REQUIRED WORK:
A. According to the biographical sketch of Richard Leek Gillentine, in what year did his father die?
B. In the biographical sketch, substitute "presiding officer" for "chairman" and rewrite the passage from "Richard Leek Gillentine was" up to and including "town and county.".
C. List every official position that the biographical sketch says John Gillentine held.
··· EXTRACTED TEXT ···
Richard Leek Gillentine
When God measures a man, he does not estimate the elements of greatness as does man. God does not measure the greatness of a man by his physical prowess, though this may be an asset to the man; neither does God take into account the wealth that one possesses, though one may use wealth to the honor and the glory of God; nor does God base his estimate upon man from the patriotism that is attributed to man, though a love of one's country may help one to be great; nor does God reckon only the intellectual powers of man, though these may help him fill his mission in an acceptable way. God's measure of greatness of anyone is based upon the service that one renders in the name of the Lord Jesus Christ. When measured according to this standard, R. L. Gillentine was a great man.
Richard Leek Gillentine was born in Van Buren County, Tennessee, not far from Spencer, January 28, 1852. He was the youngest child of " Squire" John Gillentine. His father was one of the first settlers of the historic little town of Spencer. He figured largely in the affairs of his county. John Gillentine served as a justice of the peace for many years and was chairman of the county court for a long period of time. He was one of the promoters of Burritt College and the first president of the board of trustees of that college. He was a publicepirited man and did much to promote the civic affairs of his town and county.
John Gillentine was reared in the Baptist faith. He belonged to that branch of the Baptists known in that country as "Hardshell Baptists." The Hardshell Baptist Church withdrew fellowship from him because he permitted the Separate Baptists to hold meetings in his house. After being dismissed from the Baptist Church he studied the Bible, and later became a member of the church of Christ. He reared his family in the fear of God and in the knowledge of his truth. The Gillentine family had left to it a rich legacy of a Christian father and mother.
Young Gillentine inherited a deeply pious nature and strong intellectual powers of mind. There were but few advantages for mental development and soul culture among the mountain people where he grew up. However, these mountain folk were richly endowed with the simple elements of frugal industry and honesty. They had their code of honor, and they strictly followed it. R. L. Gillentine was reared among the simple folk of that mountain country and attended the schools of his county. His education was attained under great difficulty. His school days were interrupted much by nonattendance. He seldom had the advantage of more than three months of schooling at a time. He was eleven years old when the Civil War began. This deprived him of many school advantages. During the war he moved to Monroe County, Kentucky, and there attended school for two short terms. One of his teachers was William Sewell, a brother of the justly famous and lamented E. G. Sewell. In 1869 his father died, leaving the responsibility of caring for his mother and sisters upon his shoulders. He was seventeen years old when his father died, and the responsibilities of providing for the family were so great upon him that he never had an opportunity of attending school any more. No one is to infer from this that Brother Gillentine was an uneducated man. He was well informed and could discourse in conversation intelligently and profitably upon any topic of the day.
··· EXCERPTED DATA ···
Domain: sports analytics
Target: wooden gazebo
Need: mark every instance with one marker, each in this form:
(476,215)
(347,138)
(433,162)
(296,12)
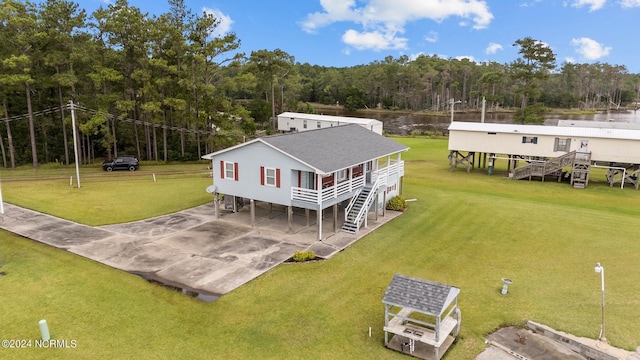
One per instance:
(421,317)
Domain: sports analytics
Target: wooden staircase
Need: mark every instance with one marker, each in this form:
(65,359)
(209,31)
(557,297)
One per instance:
(544,168)
(580,171)
(580,167)
(358,208)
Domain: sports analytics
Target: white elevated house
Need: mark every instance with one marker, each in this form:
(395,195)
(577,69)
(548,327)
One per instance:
(550,150)
(313,170)
(291,121)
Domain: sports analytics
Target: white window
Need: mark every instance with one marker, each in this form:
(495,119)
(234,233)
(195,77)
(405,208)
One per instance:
(270,176)
(229,170)
(562,144)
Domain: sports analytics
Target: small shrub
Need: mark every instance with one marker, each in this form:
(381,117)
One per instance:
(302,256)
(397,203)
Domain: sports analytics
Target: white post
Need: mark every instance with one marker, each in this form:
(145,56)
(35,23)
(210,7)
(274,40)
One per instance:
(599,269)
(453,104)
(75,139)
(44,330)
(1,205)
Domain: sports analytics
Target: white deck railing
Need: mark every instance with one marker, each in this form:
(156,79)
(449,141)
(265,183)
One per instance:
(345,187)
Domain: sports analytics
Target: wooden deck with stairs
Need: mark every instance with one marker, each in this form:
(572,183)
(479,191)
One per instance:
(358,208)
(580,167)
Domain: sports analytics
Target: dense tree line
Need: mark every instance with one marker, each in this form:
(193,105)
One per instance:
(168,87)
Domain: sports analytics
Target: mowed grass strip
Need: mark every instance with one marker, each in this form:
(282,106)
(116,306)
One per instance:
(107,198)
(467,230)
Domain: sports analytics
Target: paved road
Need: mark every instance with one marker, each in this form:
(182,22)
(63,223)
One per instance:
(189,249)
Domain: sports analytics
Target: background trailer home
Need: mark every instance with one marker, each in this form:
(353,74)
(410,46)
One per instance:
(291,122)
(549,150)
(313,170)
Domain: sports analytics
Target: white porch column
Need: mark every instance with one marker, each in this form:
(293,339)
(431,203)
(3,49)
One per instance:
(216,204)
(335,218)
(319,223)
(252,210)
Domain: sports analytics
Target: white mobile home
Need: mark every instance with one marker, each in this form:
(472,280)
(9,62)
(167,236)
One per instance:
(291,122)
(313,170)
(599,144)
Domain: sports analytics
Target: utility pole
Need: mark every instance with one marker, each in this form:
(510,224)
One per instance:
(75,139)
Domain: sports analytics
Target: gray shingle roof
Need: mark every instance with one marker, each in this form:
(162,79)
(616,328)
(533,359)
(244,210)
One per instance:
(335,148)
(422,295)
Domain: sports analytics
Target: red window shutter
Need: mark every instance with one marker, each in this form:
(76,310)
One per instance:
(261,175)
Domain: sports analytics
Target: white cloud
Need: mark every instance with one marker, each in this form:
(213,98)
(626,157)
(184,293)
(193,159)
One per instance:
(225,21)
(592,4)
(373,40)
(493,48)
(590,49)
(432,37)
(381,20)
(530,4)
(630,3)
(462,57)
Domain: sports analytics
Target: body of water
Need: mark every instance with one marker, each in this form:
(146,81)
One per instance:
(402,124)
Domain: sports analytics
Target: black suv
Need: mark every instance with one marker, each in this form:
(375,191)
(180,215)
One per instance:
(121,163)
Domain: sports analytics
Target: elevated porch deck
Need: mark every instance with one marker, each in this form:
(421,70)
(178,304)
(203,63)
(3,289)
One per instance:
(323,198)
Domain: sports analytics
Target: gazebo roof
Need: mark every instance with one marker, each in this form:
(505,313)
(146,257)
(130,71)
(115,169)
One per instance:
(425,296)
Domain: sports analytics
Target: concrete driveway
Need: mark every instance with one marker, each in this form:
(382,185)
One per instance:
(191,250)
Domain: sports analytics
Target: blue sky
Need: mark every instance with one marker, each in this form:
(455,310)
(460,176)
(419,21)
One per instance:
(354,32)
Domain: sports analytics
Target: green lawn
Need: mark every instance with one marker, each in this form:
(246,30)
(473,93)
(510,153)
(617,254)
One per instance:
(467,230)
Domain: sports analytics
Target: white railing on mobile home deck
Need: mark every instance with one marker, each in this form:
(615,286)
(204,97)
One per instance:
(344,187)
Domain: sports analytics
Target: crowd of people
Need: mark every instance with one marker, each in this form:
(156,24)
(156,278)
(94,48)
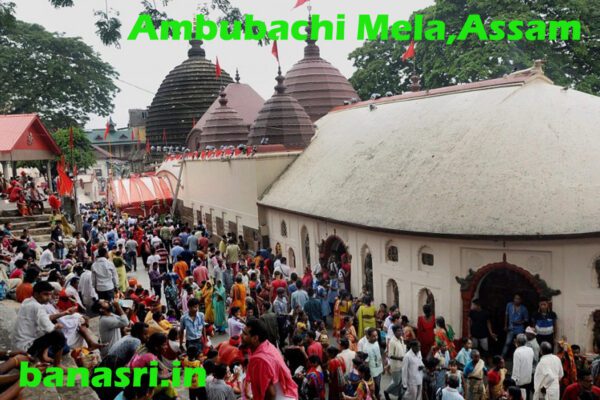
···
RESULTS BY TASK:
A. 1869

B.
Richard Leek Gillentine was born in Van Buren County, Tennessee, not far from Spencer, January 28, 1852. He was the youngest child of " Squire" John Gillentine. His father was one of the first settlers of the historic little town of Spencer. He figured largely in the affairs of his county. John Gillentine served as a justice of the peace for many years and was presiding officer of the county court for a long period of time. He was one of the promoters of Burritt College and the first president of the board of trustees of that college. He was a publicepirited man and did much to promote the civic affairs of his town and county.

C.
- Justice of the peace
- Chairman of the county court
- First president of the board of trustees of Burritt College